Prompt 1:
Using the litigation disclosure below, explain why the litigation and the contract dispute involving Specialty Pharma are not moving forward. Answer in one to three sentences.
Prompt 2:
Answer these questions using the litigation disclosure below.
(a) On what date did Specialty Pharma begin its Chapter 11 bankruptcy case?
(b) What did the bankruptcy court approve selling on April 26, 2019, and to whom?
(c) On which two dates did the Company have no contingent liabilities reasonably likely to have a material adverse effect?

Source document:
* * *
The Company is subject to potential liabilities generally incidental to our business arising out of present and future lawsuits and claims related to product liability, personal injury, contract, commercial, intellectual property, tax, employment, compliance and other matters that arise in the ordinary course of business. The Company accrues for potential liabilities when it is probable that future costs (including legal fees and expenses) will be incurred and such costs can be reasonably estimated. At December 31, 2019 and December 31, 2018, there were no contingent liabilities with respect to any litigation, arbitration or administrative or other proceeding that are reasonably likely to have a material adverse effect on the Company’s consolidated financial position, results of operations, cash flows or liquidity.  

Note 3: Subsidiary Bankruptcy and Deconsolidation briefly describes the Chapter 11 bankruptcy case which our subsidiary Specialty Pharma commenced on February 6, 2019, and which on April 26, 2019 resulted in the bankruptcy court-approved sale of all of Specialty Pharma’s intangible assets and inventory to an unaffiliated third party. As a result of such sale, Specialty Pharma has completed its divestment of the assets of the Noctiva business. During the pendency of the bankruptcy case, all pending litigation against Specialty Pharma is automatically stayed and any new litigation against Specialty Pharma is precluded unless the bankruptcy court orders otherwise. Below are descriptions of a litigation to which Specialty Pharma is a party and a contract dispute involving Specialty Pharma, both of which matters are subject to the automatic stay during the bankruptcy case.
* * *
Data for analysis:
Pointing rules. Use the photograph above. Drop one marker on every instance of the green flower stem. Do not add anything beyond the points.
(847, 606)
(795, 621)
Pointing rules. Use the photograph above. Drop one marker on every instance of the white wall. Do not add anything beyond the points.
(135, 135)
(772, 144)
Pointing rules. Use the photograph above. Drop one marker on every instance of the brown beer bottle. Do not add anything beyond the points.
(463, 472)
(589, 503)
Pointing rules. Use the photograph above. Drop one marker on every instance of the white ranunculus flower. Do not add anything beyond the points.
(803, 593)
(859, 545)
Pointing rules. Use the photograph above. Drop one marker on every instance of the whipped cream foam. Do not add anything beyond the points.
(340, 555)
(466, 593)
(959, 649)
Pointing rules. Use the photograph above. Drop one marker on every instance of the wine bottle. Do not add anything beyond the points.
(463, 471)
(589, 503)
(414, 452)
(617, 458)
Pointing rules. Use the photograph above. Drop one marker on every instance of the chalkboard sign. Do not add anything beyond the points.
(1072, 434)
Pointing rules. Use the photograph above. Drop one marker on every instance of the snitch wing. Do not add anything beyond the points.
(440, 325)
* * *
Exercise result 1:
Specialty Pharma filed a Chapter 11 bankruptcy case on February 6, 2019. While that case is pending, all pending litigation against it is automatically stayed, and new litigation is barred unless the bankruptcy court orders otherwise. Both matters are subject to that automatic stay.

Exercise result 2:
(a) February 6, 2019.
(b) All of Specialty Pharma's intangible assets and inventory, to an unaffiliated third party.
(c) December 31, 2019 and December 31, 2018.